**TASK OBJECTIVE**
Copy every entry below exactly, and keep out the pictures.

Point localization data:
········
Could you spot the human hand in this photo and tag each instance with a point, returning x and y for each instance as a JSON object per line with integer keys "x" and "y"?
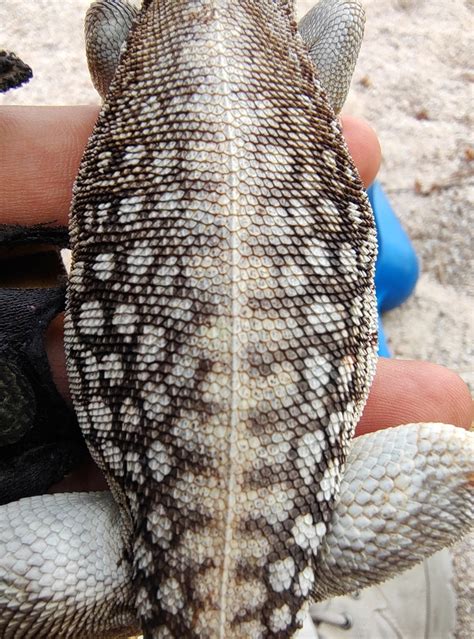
{"x": 40, "y": 152}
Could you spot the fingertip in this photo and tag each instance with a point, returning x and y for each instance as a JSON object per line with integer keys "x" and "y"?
{"x": 413, "y": 392}
{"x": 364, "y": 147}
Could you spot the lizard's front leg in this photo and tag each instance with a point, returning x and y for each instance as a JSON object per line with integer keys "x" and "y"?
{"x": 333, "y": 30}
{"x": 108, "y": 23}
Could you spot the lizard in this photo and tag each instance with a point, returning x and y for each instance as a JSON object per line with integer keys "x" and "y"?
{"x": 221, "y": 343}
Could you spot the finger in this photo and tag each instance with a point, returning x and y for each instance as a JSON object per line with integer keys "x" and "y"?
{"x": 40, "y": 152}
{"x": 363, "y": 146}
{"x": 41, "y": 148}
{"x": 407, "y": 391}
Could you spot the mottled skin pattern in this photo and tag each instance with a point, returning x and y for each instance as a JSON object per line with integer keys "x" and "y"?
{"x": 221, "y": 327}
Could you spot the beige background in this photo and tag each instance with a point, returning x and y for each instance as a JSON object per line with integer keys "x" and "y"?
{"x": 413, "y": 83}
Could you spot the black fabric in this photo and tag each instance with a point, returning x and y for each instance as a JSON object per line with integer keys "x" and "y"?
{"x": 40, "y": 441}
{"x": 13, "y": 71}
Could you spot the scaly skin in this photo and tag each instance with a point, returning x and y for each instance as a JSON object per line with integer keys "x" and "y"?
{"x": 221, "y": 338}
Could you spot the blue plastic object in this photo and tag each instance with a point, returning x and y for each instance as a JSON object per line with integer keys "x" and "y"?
{"x": 397, "y": 268}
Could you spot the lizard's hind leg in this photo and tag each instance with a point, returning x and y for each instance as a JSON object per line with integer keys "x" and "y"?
{"x": 406, "y": 493}
{"x": 107, "y": 25}
{"x": 333, "y": 30}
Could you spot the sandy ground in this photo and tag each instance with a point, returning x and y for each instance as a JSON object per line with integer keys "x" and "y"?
{"x": 413, "y": 83}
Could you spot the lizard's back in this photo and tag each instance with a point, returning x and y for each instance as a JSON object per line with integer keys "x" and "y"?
{"x": 220, "y": 316}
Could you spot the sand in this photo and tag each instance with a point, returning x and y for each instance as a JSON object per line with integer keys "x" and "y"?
{"x": 413, "y": 83}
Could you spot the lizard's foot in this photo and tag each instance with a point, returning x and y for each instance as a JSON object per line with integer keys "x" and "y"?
········
**ANSWER TO THE PROBLEM**
Could you spot the human hand in this photo and tag each instance with a point, returning x and y for each instance as a JSON object per line with integer keys "x" and "y"?
{"x": 40, "y": 152}
Could you spot the fingertip in this photo and tag each instance with a point, returning x and y for each instance as a JSON object per line with integer keys "x" and "y"?
{"x": 413, "y": 392}
{"x": 364, "y": 147}
Could you spot the lizard's front leg in this photo and tag each instance with a point, returning x and y for each instance as a JSON object per line with integer keys "x" and "y"?
{"x": 333, "y": 30}
{"x": 108, "y": 23}
Could you spot the lizard in this photo and tag each instance with a point, returning x and y for each instance as a JSON object per line with integer keys "x" and "y"?
{"x": 221, "y": 343}
Could you spot the finger in this photo and tag each instance with a point, returning x and y for each instance as a JSON object per line with integer keys "x" and "y"?
{"x": 40, "y": 152}
{"x": 363, "y": 146}
{"x": 41, "y": 148}
{"x": 407, "y": 391}
Could you spot the mottled skin pattern in this photo and tag each instance with a point, returning x and y for each instance as a JSON object per line with integer keys "x" and "y"?
{"x": 221, "y": 327}
Could you spot the beige background in this photo and tag each instance with a point, returning x and y for each instance as a JSON object per line with integer keys "x" and "y"?
{"x": 413, "y": 83}
Could you spot the black fabric in this photo and tag each instance with a point, returning x and y for each instance as a JSON object per line with integer keys "x" and "y"?
{"x": 40, "y": 441}
{"x": 13, "y": 71}
Could you spot the scaly skin in this photo and tag each instance with a point, returning x and y for each instance as a JSON object per line with integer keys "x" and "y"?
{"x": 221, "y": 338}
Could you spot the blue plastic object in this photo and tag each instance with a point, returning x and y for each instance as a JSON object per line with integer keys "x" and "y"?
{"x": 397, "y": 268}
Could you spot the lizard's hind leg in this photo and tag each instance with a point, returning x and y for each instance as a JSON object per line with integer keys "x" and "y"?
{"x": 406, "y": 493}
{"x": 107, "y": 25}
{"x": 333, "y": 30}
Could you spot the sandy ground in this photo and tag each instance with a point, returning x and y for each instance as a JSON object per line with integer keys "x" and "y"?
{"x": 413, "y": 83}
Could you spot the lizard's back in this photo and tag each instance with a point, returning x and y for each instance as a JSON object per line with integer keys "x" and "y"?
{"x": 220, "y": 316}
Could you spot the sand in this photo and tag each instance with a point, returning x and y for each instance as a JSON object per line with integer keys "x" and "y"?
{"x": 413, "y": 83}
Could you spot the lizard's foot in this photo and tag each instance with a point, returning x and y for each instance as a JSON object per line with integer keys "x" and "y"?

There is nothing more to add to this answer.